• _Document section_
3D mammography is a modification of current 2D mammography that produces a 3D image of the breast.

3D mammography allows radiologists to examine breast tissue one layer at a time. Instead of viewing all the complexities of your breast tissue in a flat image, radiologists can examine the breast a millimeter at a time.

3D images help radiologists better see the size, shape, and location of abnormalities, resulting in a better examination.

Do you offer 3D mammography?

Yes. With the addition of this new technology, The Vancouver Clinic’s Breast Care Center provides the latest advance in imaging quality for mammography.

What should I expect during my exam?

A 3D mammogram exam is very similar to a 2D digital mammogram. Just as with a digital mammogram, the technologist will position you, compress your breast under a paddle and take images from different angles.

During the 3D portion of the exam, the x-ray arm of the machine makes a quick arc over the breast, taking a series of breast images at a number of angles. This will only take a few seconds. Then there is one last 2D image of the breast obtained.

The technologist views images at her computer workstation to ensure she has captured adequate images for review by a radiologist.

What about radiation?

The radiation dose for the combined exam we are performing (standard 2D mammogram plus 3D mammogram at the same time) is greater than a standard mammogram alone, but less than the Food and Drug Administration (FDA) regulated limit for 2D mammography.

The FDA thoroughly considered the radiation dose concerns before approving 3D mammography for use and ruled that the benefit of the additional information available to the radiologist outweighs any potential risk.

Why should I get a mammogram? Nobody in my family has ever had breast cancer.

The vast majority (85%) of women diagnosed with breast cancer have NO family history. That is why we recommend yearly screening mammograms for all women over the age of 40. The goal of a screening mammogram is to find breast cancer early, before it can be felt. That is when breast cancer is the smallest and most treatable.

When should I begin screening mammograms for breast cancer?

• _Data listing_
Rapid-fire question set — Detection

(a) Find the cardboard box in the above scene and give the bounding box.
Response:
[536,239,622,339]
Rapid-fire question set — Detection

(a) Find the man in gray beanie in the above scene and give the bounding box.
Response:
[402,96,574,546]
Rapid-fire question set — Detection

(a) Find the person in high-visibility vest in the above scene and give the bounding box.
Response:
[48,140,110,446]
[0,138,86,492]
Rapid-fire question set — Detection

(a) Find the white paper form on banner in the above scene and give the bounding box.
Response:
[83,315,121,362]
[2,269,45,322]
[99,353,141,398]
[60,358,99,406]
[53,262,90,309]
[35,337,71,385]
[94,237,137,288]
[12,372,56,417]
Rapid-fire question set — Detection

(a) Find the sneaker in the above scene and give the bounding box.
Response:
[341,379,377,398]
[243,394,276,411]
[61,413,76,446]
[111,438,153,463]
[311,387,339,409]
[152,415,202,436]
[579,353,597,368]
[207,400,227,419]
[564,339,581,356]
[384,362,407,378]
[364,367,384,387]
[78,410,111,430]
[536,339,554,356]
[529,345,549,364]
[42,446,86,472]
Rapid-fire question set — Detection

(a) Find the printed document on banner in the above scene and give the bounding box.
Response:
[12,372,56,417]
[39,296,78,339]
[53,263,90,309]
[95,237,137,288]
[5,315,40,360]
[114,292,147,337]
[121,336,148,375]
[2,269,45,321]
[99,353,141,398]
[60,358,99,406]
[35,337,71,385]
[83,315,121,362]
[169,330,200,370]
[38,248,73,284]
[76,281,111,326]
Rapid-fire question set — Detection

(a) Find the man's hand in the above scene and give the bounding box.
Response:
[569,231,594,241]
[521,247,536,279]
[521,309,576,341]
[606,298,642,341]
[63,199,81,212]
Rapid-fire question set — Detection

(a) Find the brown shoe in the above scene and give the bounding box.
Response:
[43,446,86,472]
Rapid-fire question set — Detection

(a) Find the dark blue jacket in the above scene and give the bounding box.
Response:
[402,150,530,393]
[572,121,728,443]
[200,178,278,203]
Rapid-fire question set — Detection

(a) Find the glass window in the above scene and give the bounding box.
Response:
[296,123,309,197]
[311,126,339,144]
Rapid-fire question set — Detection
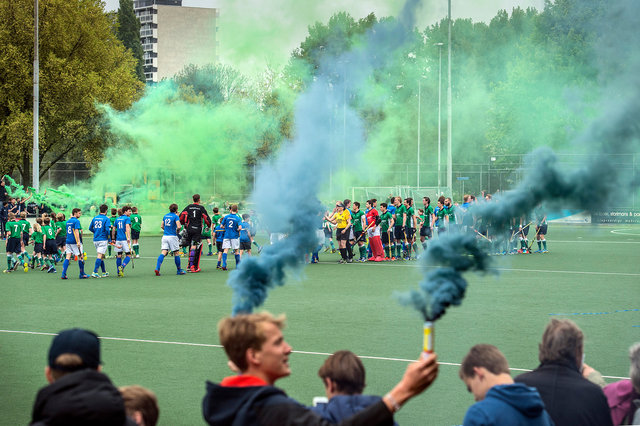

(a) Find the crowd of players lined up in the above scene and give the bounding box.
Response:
[3,194,547,279]
[312,194,548,263]
[3,194,261,279]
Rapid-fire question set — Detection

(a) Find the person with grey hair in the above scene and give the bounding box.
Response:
[515,319,612,426]
[604,342,640,426]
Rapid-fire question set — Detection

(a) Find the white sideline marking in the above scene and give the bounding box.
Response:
[609,229,640,237]
[135,256,640,277]
[342,261,640,277]
[0,330,628,379]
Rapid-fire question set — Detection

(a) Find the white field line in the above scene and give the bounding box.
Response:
[0,330,628,379]
[135,256,640,277]
[332,261,640,277]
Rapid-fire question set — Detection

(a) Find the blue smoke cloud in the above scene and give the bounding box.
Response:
[228,0,419,315]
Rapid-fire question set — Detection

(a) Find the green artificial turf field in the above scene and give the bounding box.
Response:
[0,224,640,425]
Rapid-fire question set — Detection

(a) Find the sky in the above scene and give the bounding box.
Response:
[104,0,544,75]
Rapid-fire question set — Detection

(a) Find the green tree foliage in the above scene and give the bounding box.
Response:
[0,0,143,183]
[173,64,249,104]
[284,0,606,178]
[117,0,146,83]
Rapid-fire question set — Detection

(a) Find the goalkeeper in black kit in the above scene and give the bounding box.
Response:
[180,194,211,272]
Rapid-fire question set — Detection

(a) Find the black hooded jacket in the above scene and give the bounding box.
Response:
[514,360,612,426]
[31,369,135,426]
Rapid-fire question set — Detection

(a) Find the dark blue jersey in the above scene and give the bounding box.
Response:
[240,222,251,243]
[89,214,111,241]
[162,213,180,237]
[222,213,242,240]
[116,214,131,241]
[66,216,82,244]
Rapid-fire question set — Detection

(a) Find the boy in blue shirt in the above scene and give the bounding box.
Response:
[240,213,253,258]
[154,203,186,276]
[60,208,89,280]
[220,204,242,271]
[116,206,131,277]
[214,223,224,269]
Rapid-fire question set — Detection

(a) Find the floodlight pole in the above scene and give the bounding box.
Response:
[416,77,422,188]
[435,43,444,195]
[31,0,40,191]
[447,0,453,195]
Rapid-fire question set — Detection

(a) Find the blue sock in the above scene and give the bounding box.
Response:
[156,254,165,271]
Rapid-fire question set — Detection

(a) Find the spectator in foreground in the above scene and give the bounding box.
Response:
[515,319,611,426]
[459,344,553,426]
[311,351,396,423]
[202,313,438,426]
[31,328,134,426]
[604,342,640,426]
[118,385,160,426]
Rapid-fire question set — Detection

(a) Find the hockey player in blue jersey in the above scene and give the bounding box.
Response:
[220,204,242,271]
[116,206,131,277]
[154,204,186,276]
[89,204,111,278]
[60,208,89,280]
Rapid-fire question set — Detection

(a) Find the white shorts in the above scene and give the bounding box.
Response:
[222,238,240,250]
[116,240,131,253]
[160,235,180,251]
[93,241,109,254]
[64,244,80,256]
[367,225,380,238]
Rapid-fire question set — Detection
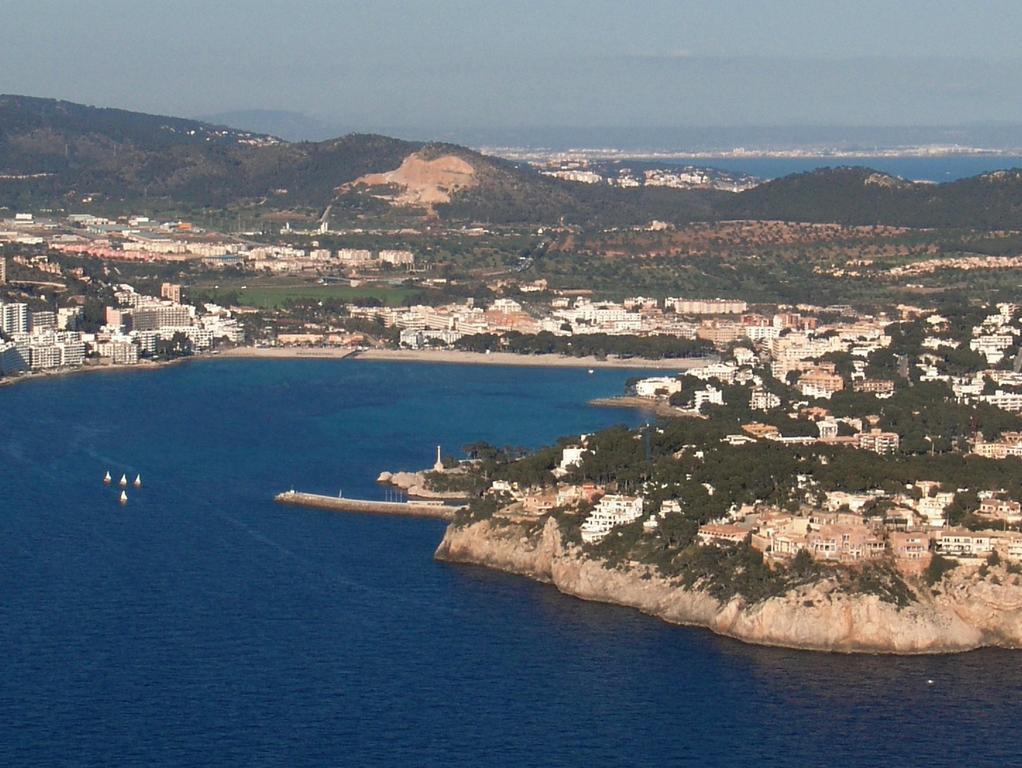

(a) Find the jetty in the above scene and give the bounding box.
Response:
[274,491,465,522]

• _Tasks_
A – Which question headings appear in the 3D mammography text? List every one.
B – Pick up the 3D mammography text right after its final heading and continue it.

• _Task answers_
A –
- Do you offer 3D mammography?
- What should I expect during my exam?
- What about radiation?
- Why should I get a mammogram? Nobody in my family has ever had breast cancer.
- When should I begin screening mammograms for breast cancer?

B –
The American Cancer Society recommends that most women should start yearly mammograms at age 40. One in six women diagnosed with breast cancer this year will be between the ages of 40 and 49.

I’m really worried. So many women in my family have had breast cancer. Is there anything else I can do?

It can be really stressful to have a strong family history of breast cancer. While there is no proven way to prevent breast cancer, there are some things that you can do to lower your risk of getting it. This includes getting regular physical activity, avoiding weight gain, and limiting alcohol intake. If you think that you have a higher risk of developing breast cancer than most women, talk to your doctor about it. Sometimes genetic testing is recommended and sometimes additional or early screening is suggested. If your lifetime risk of developing breast cancer is estimated to be greater than 20 percent, yearly screening breast MRI may be beneficial in addition to yearly screening mammograms.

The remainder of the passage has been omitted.